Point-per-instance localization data
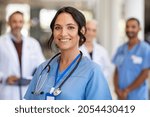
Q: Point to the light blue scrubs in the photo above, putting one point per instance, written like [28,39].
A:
[86,83]
[130,64]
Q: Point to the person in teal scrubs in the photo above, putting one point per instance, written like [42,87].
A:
[68,75]
[132,61]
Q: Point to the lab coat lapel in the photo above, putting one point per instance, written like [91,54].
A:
[13,53]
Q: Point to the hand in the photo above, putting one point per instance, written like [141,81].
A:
[11,80]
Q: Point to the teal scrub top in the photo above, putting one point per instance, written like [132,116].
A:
[130,64]
[86,83]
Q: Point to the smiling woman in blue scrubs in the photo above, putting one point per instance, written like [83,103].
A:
[132,62]
[69,75]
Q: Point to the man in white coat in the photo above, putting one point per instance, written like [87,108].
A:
[19,57]
[95,51]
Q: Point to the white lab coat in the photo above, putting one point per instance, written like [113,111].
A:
[99,56]
[32,57]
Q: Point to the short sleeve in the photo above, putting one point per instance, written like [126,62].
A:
[32,85]
[146,58]
[97,87]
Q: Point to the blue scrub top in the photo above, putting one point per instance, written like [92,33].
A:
[130,64]
[86,83]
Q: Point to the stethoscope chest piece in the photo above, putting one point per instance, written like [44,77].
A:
[57,92]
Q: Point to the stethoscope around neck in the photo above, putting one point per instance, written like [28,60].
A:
[42,80]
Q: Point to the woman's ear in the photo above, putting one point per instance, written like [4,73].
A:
[83,30]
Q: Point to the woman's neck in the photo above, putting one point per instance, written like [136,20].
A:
[66,58]
[89,46]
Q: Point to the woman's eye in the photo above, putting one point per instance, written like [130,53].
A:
[71,27]
[57,28]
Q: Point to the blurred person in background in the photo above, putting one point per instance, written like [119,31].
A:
[132,61]
[95,51]
[19,58]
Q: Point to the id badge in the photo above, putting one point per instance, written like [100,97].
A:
[49,96]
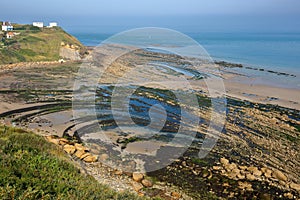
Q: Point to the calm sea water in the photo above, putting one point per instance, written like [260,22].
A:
[272,51]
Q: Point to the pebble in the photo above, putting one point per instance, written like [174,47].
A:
[137,176]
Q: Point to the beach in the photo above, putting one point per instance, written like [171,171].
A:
[261,119]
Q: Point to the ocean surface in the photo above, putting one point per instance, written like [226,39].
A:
[271,51]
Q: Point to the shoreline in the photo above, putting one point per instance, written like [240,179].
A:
[237,85]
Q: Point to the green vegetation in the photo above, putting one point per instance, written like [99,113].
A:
[35,44]
[31,168]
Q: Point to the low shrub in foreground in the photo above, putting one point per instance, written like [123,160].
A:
[31,168]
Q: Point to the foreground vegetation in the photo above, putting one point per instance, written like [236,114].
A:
[31,168]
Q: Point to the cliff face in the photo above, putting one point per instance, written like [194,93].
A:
[48,44]
[69,52]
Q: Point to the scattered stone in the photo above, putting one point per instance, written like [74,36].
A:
[231,166]
[265,197]
[267,172]
[205,174]
[90,159]
[217,168]
[104,157]
[245,186]
[243,168]
[257,173]
[224,161]
[137,186]
[176,195]
[85,155]
[70,149]
[147,183]
[225,184]
[288,195]
[118,172]
[137,176]
[250,177]
[241,176]
[79,153]
[53,140]
[80,147]
[279,175]
[295,186]
[63,141]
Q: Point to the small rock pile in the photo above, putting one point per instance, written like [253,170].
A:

• [What to do]
Transcribe each entry above without alteration, but keep the pictures out.

• [Solution to this problem]
Q: Point to the light blue scrubs in the photo above, putting one point per instance, written like [28,39].
A:
[86,83]
[130,64]
Q: Point to the person in teal scrubs in the photo above, putting one point per instance, written like [42,87].
A:
[68,75]
[132,61]
Q: Point to the lab coat lapel in the photo above, putting one point per instance, written like [91,54].
A:
[13,53]
Q: Point to the hand in the photo above, putting one point per instance, written like [141,81].
A:
[11,80]
Q: Point to the teal scrub top in the photo above, putting one point per instance, written like [132,116].
A:
[130,64]
[86,83]
Q: Point to the smiling woman in blue scrubs in the photo above, putting one point per instance, written like [83,103].
A:
[132,62]
[69,75]
Q: Point to the man in white coat in the photo above, putting one point per instance, written like [87,108].
A:
[19,57]
[95,51]
Q: Point to the white lab coat in the photo above, putting one point per instance, written like [113,111].
A:
[99,56]
[32,57]
Q: Point to the short sleeve in the photo above, putting one point per instance, written like [126,62].
A:
[32,85]
[146,58]
[97,87]
Q: Point to the blue scrub top in the photo above, putting one point per instance, written like [92,33].
A:
[130,64]
[86,83]
Q: Point to the stethoscope chest piece in the photo above, putting one point per instance, written like [44,77].
A:
[57,92]
Q: Point to the stethoscope around neck in the photo above, putting one point per instance, written like [28,60].
A:
[42,80]
Q: Point to the woman's ear in the photo above, putting one point per instance, written like [4,73].
A:
[83,30]
Q: Point to the woman's neck in the photo above, putting one point per instance, written like [136,20].
A:
[66,58]
[89,46]
Q: Point to the woman's eye in the photo above, putting one point per instance, written like [130,53].
A:
[71,27]
[57,28]
Q: Point to the blurred person in background in the photo above, putting one point per instance, written like [119,31].
A:
[132,61]
[95,51]
[19,58]
Q: Point to the id badge in the photo above, putting one point per instance, written like [100,97].
A:
[49,96]
Q: Point to the calm sea water in the photo above, putting one point per instance, written like [260,22].
A:
[272,51]
Q: Point to the pebble in the photo above, putting one point per instance, written like [174,47].
A:
[137,176]
Q: Point to the beach in the photo above, putting one point per instance, written like [171,171].
A:
[261,119]
Q: Point to the ocean surface in the photo above, putting one point per instance, written like [226,39].
A:
[271,51]
Q: Point to the shoreline in the photo above, putting one point per instance, written like [240,179].
A:
[237,85]
Q: Point to the green vegetation in the photo above, putting one point per instance, written like [99,113].
A:
[35,44]
[31,168]
Q: Point to the low shrub in foreground in the photo above, putting one point per instance, written like [123,160].
A:
[31,168]
Q: Point to the foreground vegetation in the photo above, putting one point per instance, written like [236,114].
A:
[31,168]
Q: Point to the cliff face in the photo above, putting one point per instance, written like [194,93].
A:
[48,44]
[69,52]
Q: Point to the scattered stone in the photo above, putting one point per instance, written like [74,36].
A:
[231,166]
[265,197]
[267,172]
[205,174]
[90,159]
[217,168]
[104,157]
[245,186]
[243,168]
[257,173]
[224,161]
[137,186]
[176,195]
[85,155]
[70,149]
[147,183]
[225,184]
[288,195]
[118,172]
[137,176]
[250,177]
[241,176]
[79,153]
[53,140]
[80,147]
[279,175]
[295,186]
[63,141]
Q: Point to the small rock pile in the photo above, putting one point per instance, written like [253,170].
A:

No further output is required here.